[vfio-users] Soft lockup on archlinux 4.1.10-1-vfio-lts kernel

Dan Ziemba zman0900 at gmail.com
Sat Oct 24 00:50:03 UTC 2015


I just released the 4.1.11 PKGBUILD.  So far so good for me, but it's
only been running for a few hours - not really long enough to tell.  

I do have ASRock too, but it is on nearly the latest uefi firmware.
 There is one newer version, but it says the only change is the servers
used for online update.

I never got around to setting up the intel microcode updates, so that
should probably be my next step.

Dan

-----Original Message-----
From: Mark Weiman <mark.weiman at markzz.com>
To: vfio-users at redhat.com
Subject: Re: [vfio-users] Soft lockup on archlinux 4.1.10-1-vfio-lts
kernel
Date: Fri, 23 Oct 2015 18:56:39 -0400

To be honest, ASRock BIOS upgrades are fairly painless because they can
be done outside of the operating system, so no need to get an image of
FreeDOS ready.  If you do not want to get that though, I do still
recommend the intel-ucode package if you don't already.  As of right
now, I have no issues running my repository's 4.1.11-1 package.

Mark Weiman

On Fri, 2015-10-23 at 16:51 -0200, Lucas Kückelhaus wrote:
> One thing I noticed is that we all do seem to have ASROCK
> motherboards 
> as Mark mentioned. I am hesitant to perform a bios upgrade, however. 
> VT-D is finicky enough as is. I can try 4.1.11 later tonight and see
> if 
> it helps.

*Material*:

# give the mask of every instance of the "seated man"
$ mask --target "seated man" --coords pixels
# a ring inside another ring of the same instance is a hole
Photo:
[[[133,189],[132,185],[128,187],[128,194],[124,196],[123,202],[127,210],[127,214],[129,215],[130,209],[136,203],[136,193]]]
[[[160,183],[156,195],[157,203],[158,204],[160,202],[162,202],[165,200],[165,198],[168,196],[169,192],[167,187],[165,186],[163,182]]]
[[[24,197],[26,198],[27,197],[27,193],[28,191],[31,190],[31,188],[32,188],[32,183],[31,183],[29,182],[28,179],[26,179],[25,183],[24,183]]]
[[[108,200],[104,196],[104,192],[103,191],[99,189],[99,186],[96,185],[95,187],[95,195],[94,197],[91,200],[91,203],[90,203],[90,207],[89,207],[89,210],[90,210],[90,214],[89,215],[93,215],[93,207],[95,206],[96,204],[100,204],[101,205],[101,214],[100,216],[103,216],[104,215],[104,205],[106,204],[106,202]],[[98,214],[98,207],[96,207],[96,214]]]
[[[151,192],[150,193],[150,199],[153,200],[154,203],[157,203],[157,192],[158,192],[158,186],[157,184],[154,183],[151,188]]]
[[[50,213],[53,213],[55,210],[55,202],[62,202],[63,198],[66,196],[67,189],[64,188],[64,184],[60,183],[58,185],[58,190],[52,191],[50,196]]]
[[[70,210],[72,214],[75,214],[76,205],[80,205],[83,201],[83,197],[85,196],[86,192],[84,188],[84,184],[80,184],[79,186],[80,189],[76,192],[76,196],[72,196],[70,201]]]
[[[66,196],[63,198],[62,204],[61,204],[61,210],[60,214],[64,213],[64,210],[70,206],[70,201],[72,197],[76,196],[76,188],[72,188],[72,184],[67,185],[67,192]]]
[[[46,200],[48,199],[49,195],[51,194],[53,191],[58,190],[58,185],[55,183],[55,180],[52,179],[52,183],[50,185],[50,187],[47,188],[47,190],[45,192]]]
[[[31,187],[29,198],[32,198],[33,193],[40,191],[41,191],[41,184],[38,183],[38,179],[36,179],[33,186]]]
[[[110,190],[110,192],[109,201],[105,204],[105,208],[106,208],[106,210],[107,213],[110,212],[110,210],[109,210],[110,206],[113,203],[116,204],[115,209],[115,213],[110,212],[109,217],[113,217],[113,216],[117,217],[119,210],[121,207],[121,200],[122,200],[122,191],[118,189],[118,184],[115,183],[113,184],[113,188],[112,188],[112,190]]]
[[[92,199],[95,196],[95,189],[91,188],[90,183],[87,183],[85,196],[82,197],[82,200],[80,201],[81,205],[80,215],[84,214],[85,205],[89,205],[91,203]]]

*The request*: Pick up the mailing-list thread about the soft lockup on the vfio kernel and continue it from its last sentence.

*Final result*:
> 
> Regards,
> Lucas Kückelhaus
> 
> On 2015-10-23 15:54, Dan Ziemba wrote:
> > Well, old systemd and dbus didn't help. System was locked up again
> > this morning.  Left the screen on tailing dmesg, but there was
> > nothing
> > interesting output.  I've got a PKGBUILD for 4.1.11 coming later
> > today, so maybe that will help.
> > 
> > Dan
> > On Oct 22, 2015 10:53 PM, "Dan Ziemba" <zman0900 at gmail.com> wrote:
> > 
> > > Hey,
> > > 
> > > I maintain that PKGBUILD. I think I've been having the same
> > > problem,
> > > but it seems to also happen if I reinstall the older linux-vfio
> > > 4.1.6.
> > > Here's the latest stack trace I was able to capture:
> > > https://i.imgur.co [1]
> > > m/FZkj4ib.jpg I had to disable the screen timeout so it would
> > > stay
> > > on
> > > all night with dmesg tailing and I found it like this in the
> > > morning.
> > > Mouse and caps lock still worked, but I couldn't actually do
> > > anything
> > > and the clock was frozen.
> > > 
> > > I was also noticing that booting my system was unreliable. If I
> > > would
> > > reboot several times in a row, once every two to three time, it
> > > would
> > > hang while starting various services and then never start gdm.
> > > 
> > > Today I tried downgrading systemd and dbus to just before the
> > > change
> > > that switched to user buses (See here:
> > > https://www.archlinux.org/news/d
> > > -bus-now-launches-user-buses/ ;) I reboot a whole bunch of times
> > > using
> > > 4.1.10 linux-vfio-lts and it seems reliable. I have been using
> > > the
> > > computer pretty much all day for work and it hasn't had any of
> > > the
> > > soft
> > > lockup yet, but it may be too soon to tell. Most of the time in
> > > the
> > > past the lockup would happen while idle.
> > > 
> > > These are the downgrades I made, everything else is up to date as
> > > of
> > > this morning.
> > > 
> > > [2015-10-22 12:22] [ALPM] transaction started
> > > [2015-10-22 12:22] [ALPM] downgraded libsystemd (227-1 -> 225-1)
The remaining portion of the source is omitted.